RECORD EXTRACTS
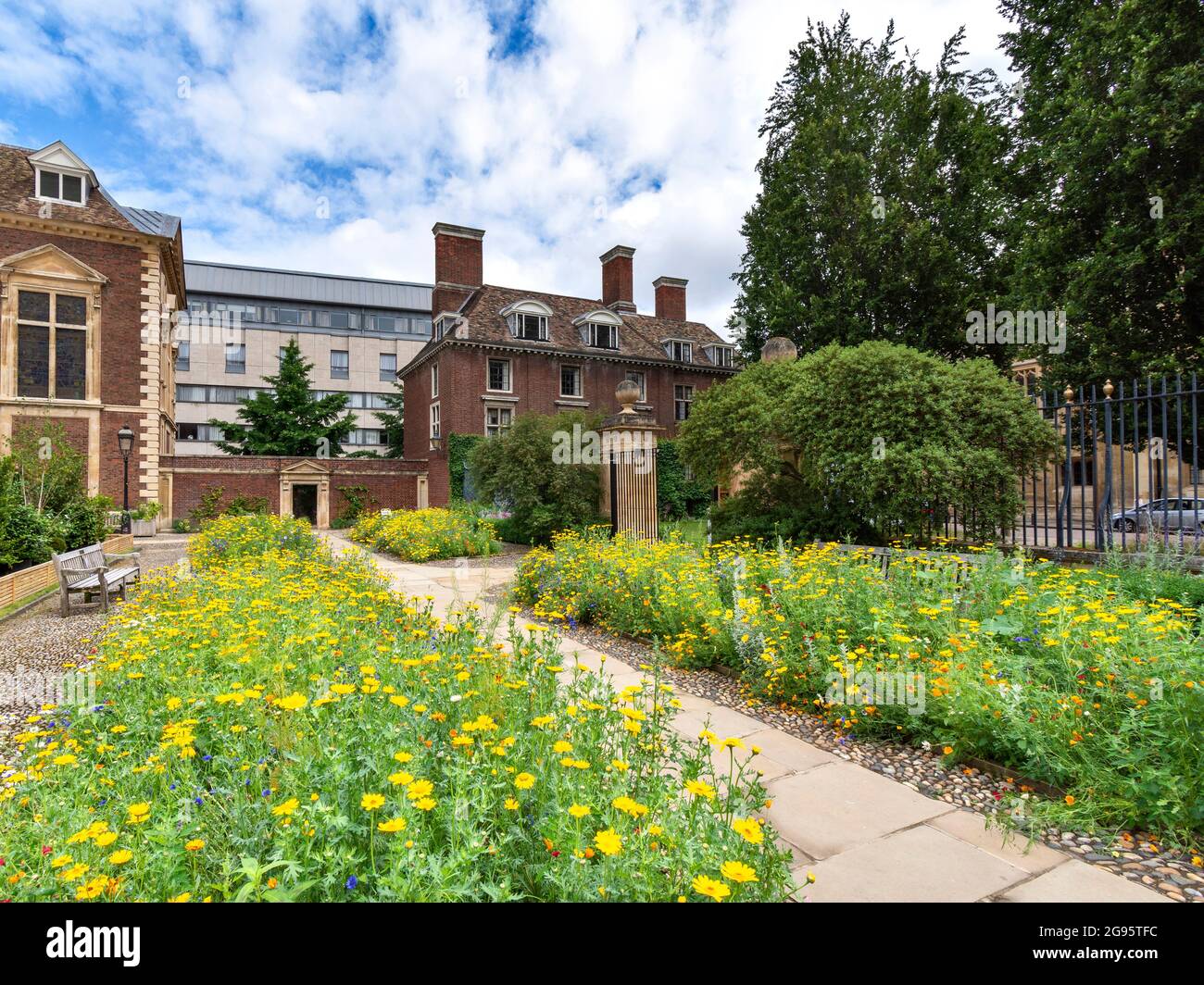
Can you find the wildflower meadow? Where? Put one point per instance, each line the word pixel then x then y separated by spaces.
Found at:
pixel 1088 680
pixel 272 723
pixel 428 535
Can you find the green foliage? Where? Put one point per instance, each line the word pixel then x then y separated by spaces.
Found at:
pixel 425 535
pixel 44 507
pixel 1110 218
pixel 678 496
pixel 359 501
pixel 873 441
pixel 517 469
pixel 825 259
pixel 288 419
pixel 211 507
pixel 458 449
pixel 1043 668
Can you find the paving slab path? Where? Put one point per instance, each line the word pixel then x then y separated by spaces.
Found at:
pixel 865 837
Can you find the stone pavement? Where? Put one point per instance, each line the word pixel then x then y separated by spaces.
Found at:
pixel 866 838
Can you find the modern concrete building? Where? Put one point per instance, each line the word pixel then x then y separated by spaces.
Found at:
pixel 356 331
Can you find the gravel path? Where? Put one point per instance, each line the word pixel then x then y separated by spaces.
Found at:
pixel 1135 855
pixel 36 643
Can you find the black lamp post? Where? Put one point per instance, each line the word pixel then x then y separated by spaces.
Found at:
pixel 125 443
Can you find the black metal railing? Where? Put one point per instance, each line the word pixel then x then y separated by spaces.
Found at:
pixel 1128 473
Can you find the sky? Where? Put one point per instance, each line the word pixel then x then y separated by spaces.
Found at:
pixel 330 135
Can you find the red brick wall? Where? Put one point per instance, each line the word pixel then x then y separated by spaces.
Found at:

* * *

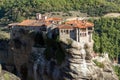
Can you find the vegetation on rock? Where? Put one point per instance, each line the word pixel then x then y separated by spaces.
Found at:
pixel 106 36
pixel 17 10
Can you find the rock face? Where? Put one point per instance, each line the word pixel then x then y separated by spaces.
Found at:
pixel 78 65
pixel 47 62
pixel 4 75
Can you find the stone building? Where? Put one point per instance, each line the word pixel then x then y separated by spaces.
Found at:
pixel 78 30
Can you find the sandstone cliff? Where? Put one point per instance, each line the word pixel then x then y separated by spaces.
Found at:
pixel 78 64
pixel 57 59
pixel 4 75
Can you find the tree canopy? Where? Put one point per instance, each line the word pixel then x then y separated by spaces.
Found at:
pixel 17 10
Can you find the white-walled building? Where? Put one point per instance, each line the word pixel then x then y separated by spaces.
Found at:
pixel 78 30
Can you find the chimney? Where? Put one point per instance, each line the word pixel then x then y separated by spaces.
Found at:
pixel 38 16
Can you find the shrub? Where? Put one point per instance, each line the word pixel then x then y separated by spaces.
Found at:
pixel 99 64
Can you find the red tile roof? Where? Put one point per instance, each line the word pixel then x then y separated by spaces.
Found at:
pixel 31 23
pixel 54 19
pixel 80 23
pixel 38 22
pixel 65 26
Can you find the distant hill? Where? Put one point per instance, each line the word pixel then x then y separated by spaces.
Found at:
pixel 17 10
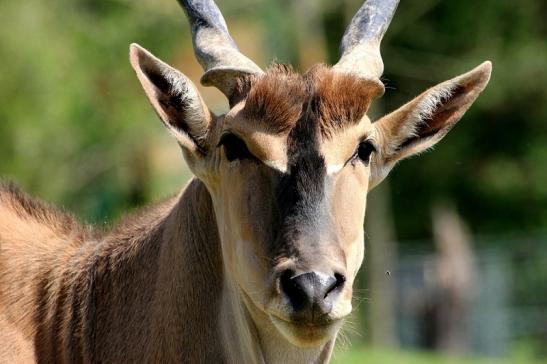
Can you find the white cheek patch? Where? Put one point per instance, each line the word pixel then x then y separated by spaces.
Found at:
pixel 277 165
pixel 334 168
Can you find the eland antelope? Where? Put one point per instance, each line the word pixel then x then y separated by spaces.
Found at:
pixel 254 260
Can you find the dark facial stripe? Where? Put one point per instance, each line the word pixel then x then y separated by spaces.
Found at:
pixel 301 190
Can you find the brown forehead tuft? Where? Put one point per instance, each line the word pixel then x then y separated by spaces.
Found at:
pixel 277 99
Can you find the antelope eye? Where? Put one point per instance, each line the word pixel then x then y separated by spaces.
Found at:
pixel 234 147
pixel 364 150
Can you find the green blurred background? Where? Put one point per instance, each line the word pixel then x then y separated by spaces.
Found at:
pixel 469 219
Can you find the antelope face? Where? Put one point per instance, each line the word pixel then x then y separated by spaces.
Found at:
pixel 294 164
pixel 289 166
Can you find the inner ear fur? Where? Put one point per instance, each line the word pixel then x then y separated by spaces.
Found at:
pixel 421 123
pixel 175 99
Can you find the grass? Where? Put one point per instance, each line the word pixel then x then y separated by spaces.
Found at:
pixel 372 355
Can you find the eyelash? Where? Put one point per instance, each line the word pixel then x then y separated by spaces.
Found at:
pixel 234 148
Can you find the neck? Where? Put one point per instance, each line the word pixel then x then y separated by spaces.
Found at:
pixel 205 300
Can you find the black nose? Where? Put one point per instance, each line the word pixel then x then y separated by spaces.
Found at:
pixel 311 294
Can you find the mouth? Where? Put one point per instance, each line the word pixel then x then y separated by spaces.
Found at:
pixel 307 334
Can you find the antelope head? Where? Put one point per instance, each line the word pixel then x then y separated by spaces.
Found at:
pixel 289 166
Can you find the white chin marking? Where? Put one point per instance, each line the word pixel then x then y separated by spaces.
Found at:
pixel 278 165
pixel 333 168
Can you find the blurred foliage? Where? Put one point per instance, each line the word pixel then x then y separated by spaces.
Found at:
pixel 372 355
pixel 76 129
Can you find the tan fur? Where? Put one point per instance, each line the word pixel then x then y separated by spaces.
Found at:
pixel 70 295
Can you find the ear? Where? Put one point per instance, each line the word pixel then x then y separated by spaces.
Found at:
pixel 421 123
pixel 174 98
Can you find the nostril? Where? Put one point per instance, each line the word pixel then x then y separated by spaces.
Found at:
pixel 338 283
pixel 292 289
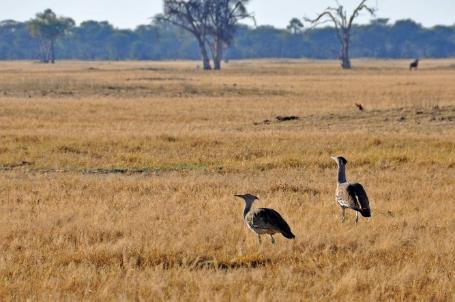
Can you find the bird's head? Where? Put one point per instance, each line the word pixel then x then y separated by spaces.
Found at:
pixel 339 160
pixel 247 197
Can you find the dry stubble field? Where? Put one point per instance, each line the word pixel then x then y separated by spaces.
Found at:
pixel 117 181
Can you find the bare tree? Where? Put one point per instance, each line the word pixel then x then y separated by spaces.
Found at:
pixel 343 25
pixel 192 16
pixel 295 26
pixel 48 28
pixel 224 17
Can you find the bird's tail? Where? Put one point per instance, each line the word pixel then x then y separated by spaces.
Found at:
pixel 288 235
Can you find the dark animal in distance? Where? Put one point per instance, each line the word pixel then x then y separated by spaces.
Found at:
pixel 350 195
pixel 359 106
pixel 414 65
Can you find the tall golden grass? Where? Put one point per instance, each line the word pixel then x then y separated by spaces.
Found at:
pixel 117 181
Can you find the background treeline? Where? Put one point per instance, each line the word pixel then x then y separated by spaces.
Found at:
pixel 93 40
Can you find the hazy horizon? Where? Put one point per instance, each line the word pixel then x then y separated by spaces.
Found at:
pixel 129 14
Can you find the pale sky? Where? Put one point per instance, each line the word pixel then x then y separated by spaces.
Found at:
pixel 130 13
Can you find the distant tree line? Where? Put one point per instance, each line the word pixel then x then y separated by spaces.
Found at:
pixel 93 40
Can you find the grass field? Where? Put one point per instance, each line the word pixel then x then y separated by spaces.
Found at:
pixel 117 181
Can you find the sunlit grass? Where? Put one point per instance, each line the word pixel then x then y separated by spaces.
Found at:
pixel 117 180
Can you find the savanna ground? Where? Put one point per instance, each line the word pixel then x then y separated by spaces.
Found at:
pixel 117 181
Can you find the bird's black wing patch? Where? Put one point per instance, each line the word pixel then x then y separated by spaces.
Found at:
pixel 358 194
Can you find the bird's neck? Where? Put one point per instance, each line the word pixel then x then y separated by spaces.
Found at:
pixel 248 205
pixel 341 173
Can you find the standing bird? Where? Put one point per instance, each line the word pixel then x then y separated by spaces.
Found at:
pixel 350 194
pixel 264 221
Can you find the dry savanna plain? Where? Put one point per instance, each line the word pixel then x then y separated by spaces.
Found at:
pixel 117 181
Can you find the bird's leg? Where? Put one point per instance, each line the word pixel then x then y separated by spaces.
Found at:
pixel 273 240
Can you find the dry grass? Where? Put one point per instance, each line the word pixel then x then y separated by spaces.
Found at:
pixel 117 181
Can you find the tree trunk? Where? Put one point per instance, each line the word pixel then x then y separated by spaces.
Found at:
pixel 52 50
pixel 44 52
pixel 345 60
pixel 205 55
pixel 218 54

---

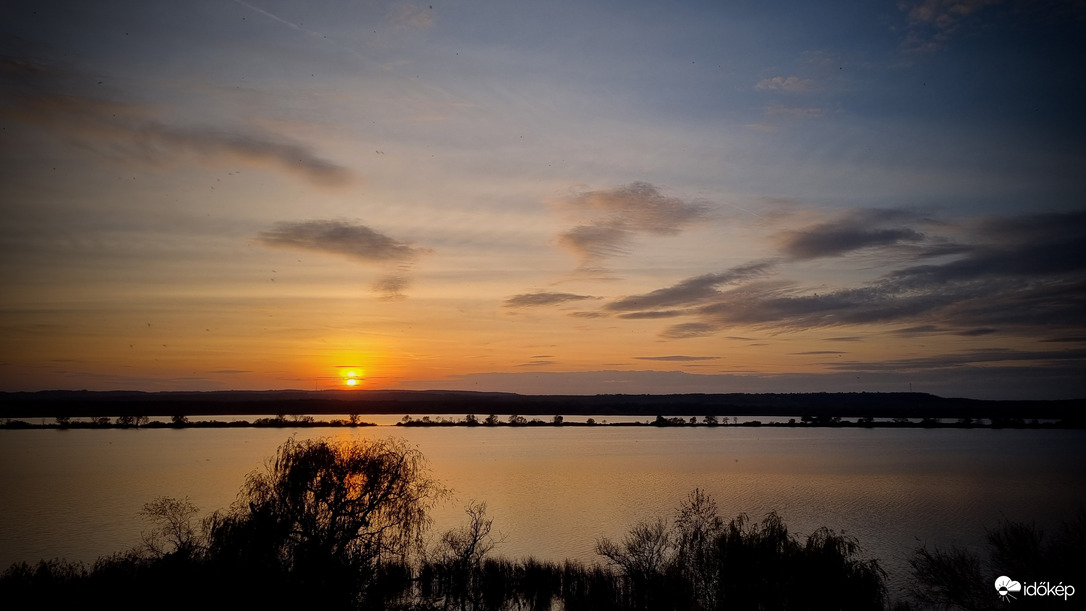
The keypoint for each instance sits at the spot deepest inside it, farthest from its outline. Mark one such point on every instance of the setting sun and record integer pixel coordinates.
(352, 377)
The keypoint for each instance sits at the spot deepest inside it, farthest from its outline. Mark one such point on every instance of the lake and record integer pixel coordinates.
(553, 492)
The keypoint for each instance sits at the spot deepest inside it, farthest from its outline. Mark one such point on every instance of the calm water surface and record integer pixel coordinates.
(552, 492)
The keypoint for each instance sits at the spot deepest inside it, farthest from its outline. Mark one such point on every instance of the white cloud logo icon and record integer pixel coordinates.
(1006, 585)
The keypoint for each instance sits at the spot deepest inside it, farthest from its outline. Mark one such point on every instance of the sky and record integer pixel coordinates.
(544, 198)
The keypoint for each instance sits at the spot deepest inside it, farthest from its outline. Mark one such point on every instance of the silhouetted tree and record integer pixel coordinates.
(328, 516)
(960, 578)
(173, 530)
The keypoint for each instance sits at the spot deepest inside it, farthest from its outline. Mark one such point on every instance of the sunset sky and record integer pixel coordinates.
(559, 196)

TASK
Please count the lines in the records above that contain the word "dark", and reply with only that number.

SOLUTION TO THE PROBLEM
2